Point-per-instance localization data
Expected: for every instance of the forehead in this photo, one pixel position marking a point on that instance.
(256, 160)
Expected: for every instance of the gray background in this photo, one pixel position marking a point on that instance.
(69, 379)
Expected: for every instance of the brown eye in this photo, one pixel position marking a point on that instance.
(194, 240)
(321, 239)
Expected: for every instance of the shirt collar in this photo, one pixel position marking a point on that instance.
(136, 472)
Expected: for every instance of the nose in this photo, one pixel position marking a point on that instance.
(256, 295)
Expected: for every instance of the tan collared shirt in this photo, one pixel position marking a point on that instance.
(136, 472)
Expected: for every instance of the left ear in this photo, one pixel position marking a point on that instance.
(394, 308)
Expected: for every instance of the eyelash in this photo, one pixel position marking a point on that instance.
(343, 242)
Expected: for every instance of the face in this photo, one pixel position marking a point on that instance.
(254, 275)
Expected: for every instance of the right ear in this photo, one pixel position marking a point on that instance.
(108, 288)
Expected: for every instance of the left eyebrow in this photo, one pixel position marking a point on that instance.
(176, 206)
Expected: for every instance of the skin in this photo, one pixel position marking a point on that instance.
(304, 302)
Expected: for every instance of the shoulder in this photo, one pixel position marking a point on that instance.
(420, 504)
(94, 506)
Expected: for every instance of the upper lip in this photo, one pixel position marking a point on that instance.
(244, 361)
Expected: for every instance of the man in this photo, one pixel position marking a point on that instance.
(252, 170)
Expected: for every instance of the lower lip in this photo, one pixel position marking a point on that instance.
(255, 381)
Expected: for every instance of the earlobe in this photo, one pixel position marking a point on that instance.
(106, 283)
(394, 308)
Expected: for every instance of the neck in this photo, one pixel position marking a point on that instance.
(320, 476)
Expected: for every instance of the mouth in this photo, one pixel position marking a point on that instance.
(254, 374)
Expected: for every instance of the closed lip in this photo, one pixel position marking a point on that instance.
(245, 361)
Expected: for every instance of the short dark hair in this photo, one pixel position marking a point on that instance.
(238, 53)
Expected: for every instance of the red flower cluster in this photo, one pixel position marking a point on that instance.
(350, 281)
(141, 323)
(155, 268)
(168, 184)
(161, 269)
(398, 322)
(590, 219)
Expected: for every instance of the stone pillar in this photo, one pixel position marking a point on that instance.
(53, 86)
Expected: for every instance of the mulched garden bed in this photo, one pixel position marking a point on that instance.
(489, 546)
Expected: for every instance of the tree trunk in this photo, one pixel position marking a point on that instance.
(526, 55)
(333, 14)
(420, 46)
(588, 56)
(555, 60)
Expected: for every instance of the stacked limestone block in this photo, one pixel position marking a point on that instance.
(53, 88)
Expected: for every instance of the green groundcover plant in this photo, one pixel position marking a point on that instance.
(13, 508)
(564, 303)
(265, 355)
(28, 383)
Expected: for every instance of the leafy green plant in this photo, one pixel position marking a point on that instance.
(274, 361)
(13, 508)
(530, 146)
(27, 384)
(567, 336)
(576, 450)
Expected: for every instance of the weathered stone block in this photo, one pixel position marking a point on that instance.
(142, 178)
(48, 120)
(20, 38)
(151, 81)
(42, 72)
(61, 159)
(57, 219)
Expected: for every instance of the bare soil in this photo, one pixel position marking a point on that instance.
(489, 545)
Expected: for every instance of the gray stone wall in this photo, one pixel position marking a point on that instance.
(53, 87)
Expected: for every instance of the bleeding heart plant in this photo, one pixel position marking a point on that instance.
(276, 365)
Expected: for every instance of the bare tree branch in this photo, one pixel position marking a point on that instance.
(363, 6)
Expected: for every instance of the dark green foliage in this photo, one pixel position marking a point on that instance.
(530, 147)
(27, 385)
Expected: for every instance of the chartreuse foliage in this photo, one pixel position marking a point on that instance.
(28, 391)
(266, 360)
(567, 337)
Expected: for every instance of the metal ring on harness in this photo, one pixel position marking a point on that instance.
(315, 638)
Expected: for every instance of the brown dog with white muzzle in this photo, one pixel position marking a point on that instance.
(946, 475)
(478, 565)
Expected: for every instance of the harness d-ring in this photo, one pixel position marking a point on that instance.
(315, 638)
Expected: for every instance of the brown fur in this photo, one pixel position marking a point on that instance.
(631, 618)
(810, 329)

EXERCISE PROMPT - What is needed is each line of the data, printed exactly.

PROBLEM SOLUTION -
Expected: for every instance of the forehead in this photo, one pixel position marking a point on that instance.
(256, 160)
Expected: for every instance of the gray background in this photo, one pixel position marking a point on that instance.
(69, 379)
Expected: for every instance of the brown eye in this photo, one pixel position marking a point on that instance.
(194, 240)
(321, 239)
Expected: for every instance of the shirt collar in this photo, one pixel position marking a point on that instance.
(136, 472)
Expected: for every instance of the nose in this photo, one pixel position marking a point on that instance.
(256, 295)
Expected: for every instance of the tan collared shirt in this photo, one pixel position marking a point on that instance.
(136, 472)
Expected: for every instance of the left ear in this photo, one pixel position marking a point on that instance.
(394, 308)
Expected: for every instance of the eyelash in this photo, one pixel position marking a point on that instance.
(343, 242)
Expected: for every instance of the face in this photo, one pixel position marking a point on that instance.
(254, 275)
Expected: for every instance of the right ear in this photo, one pixel position marking a point on that instance.
(108, 288)
Expected: for every instance of the left eyebrow in this photo, one pixel position marking a point on that instance.
(176, 206)
Expected: for every instance of the skin in this photo, one pixel position marking a point on that instance.
(304, 302)
Expected: for every instance of the shoulder in this photo, one pixel position marking a point on that instance.
(420, 504)
(94, 506)
Expected: for every instance of the upper lip in this photo, one pixel position marking a point on that instance.
(244, 361)
Expected: for every instance of the man in this photo, one pixel position marking a point on that instance.
(252, 170)
Expected: for every instance of the lower lip in this photo, one pixel position marking a point on that instance.
(255, 381)
Expected: for every instance of the earlobe in this photo, one pixel position marking a point on that instance.
(106, 283)
(394, 308)
Expected: for every instance of the neck in this photo, one pixel position marking a point on that instance.
(320, 476)
Expected: for every instance of the mouth in this photo, one pixel position marking a point on that instance.
(254, 374)
Expected: for every instance of the closed lip in this photo, one pixel position marking a point on that instance.
(245, 361)
Expected: for every instance of the short dark hair in this photo, one pixel position marking a point on that instance.
(238, 53)
Expected: for every instance of the red flower cluster in this photo, one pixel position marking a point on that instance.
(350, 281)
(141, 323)
(155, 268)
(168, 184)
(161, 269)
(398, 322)
(590, 219)
Expected: for every instance of the stone pillar in this photo, one pixel position marking a point on that instance.
(53, 86)
Expected: for every instance of the mulched garden bed in this photo, one pixel position marking a point on that instance.
(489, 546)
Expected: for every instance of the tree trunk in this photo, one pixel position marking a point on that instance.
(526, 55)
(333, 14)
(420, 46)
(588, 56)
(555, 60)
Expected: for every instance of the stacked limestone block in this photo, one pixel position marking a point on that instance.
(53, 88)
Expected: for every instance of the green groundcover plant in this photo, one pixel position marking a point on that instance.
(13, 508)
(564, 303)
(265, 355)
(28, 383)
Expected: for every instance of the leafy green plant in this photo, one pixel position marking a point on that instance.
(274, 361)
(13, 508)
(530, 146)
(27, 384)
(567, 336)
(576, 450)
Expected: for every instance of the weathered stone block in this photo, one pixel position marking a point on that instance.
(142, 178)
(48, 120)
(20, 38)
(151, 81)
(42, 72)
(61, 159)
(57, 219)
Expected: for every instance of the bare soil in this photo, one pixel position marking a point on that instance.
(489, 545)
Expected: for every instance of the gray stone wall in this photo, one pixel position marking a point on that instance.
(53, 87)
Expected: for every instance of the bleeding heart plant in this photo, one pixel position marking a point on that instance.
(276, 365)
Expected: for every instance of the bare tree branch in this photo, one pixel position marking a point on that instance.
(363, 6)
Expected: for every instance of the dark green foliage in this photo, one pixel position marking a point on that instance.
(530, 147)
(27, 385)
Expected: for every instance of the chartreuse foliage in this photo, one pixel position marking a point on that instance.
(28, 391)
(266, 360)
(567, 337)
Expected: for every instance of the metal ring on harness in this photo, one pixel position marking a point on that instance.
(315, 638)
Expected: for every instance of the brown dog with white muzzle in this photo, one pixel position marking a point on that instance.
(946, 475)
(478, 565)
Expected: for every instance of the harness d-ring in this photo, one pixel position marking a point on that instance.
(315, 638)
Expected: for every instance of the brown fur in this photo, one pixel position marking a point on that instance.
(631, 618)
(810, 329)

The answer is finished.